__Written instruction__: Reproduce, word for word, the stretch of the items below from the line containing "phrase -- dry dirt ground" through the very last line, with both ends included.

__Working data__:
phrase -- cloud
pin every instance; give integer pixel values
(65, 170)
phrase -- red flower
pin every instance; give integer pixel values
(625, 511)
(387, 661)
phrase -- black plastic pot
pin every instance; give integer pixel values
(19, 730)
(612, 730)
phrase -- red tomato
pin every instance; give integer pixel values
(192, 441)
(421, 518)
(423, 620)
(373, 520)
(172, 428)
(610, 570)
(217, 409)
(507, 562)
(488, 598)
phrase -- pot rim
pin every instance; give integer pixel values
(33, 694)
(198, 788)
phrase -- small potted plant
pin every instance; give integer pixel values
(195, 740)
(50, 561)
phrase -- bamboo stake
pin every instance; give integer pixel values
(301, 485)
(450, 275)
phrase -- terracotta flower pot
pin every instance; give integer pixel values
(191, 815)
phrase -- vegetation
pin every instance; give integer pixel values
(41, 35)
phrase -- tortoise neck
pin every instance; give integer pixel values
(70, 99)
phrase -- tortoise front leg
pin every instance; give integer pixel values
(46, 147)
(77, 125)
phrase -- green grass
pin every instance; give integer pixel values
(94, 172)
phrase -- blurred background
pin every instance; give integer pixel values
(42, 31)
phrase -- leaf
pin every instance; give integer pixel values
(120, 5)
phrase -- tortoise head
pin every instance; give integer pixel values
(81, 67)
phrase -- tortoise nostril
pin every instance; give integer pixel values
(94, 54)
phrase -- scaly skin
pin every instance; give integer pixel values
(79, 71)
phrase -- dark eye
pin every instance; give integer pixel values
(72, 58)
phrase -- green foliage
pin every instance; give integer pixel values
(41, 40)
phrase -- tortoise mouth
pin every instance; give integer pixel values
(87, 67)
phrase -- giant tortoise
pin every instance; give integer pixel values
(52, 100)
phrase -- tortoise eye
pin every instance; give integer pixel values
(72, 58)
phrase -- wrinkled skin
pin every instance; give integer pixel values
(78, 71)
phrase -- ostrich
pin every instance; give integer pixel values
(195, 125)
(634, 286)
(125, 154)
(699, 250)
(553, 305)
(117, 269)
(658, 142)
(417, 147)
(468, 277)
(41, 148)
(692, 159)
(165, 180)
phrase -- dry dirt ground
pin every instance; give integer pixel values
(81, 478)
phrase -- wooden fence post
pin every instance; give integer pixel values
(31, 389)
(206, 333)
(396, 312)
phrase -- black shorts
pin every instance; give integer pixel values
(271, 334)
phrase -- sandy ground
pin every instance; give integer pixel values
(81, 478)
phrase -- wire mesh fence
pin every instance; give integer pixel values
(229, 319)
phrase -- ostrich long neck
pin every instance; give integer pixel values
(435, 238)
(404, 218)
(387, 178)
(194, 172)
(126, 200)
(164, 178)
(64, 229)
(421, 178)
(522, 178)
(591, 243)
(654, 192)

__Answer for this exercise__:
phrase -- dry dirt ground
pin every instance; give integer pixel values
(81, 478)
phrase -- wooden fence post
pin every instance; give integer pixel values
(31, 389)
(206, 333)
(396, 312)
phrase -- black shorts
pin every instance; give integer pixel values
(271, 334)
phrase -- sandy ground
pin every instance; give integer pixel values
(81, 478)
phrase -- wire mesh fence
pin every instance; give integer pixel values
(229, 319)
phrase -- ostrich long neck
pin every instance; give integer pixel values
(435, 238)
(404, 218)
(387, 178)
(194, 172)
(126, 200)
(164, 178)
(64, 229)
(421, 178)
(522, 178)
(591, 243)
(654, 192)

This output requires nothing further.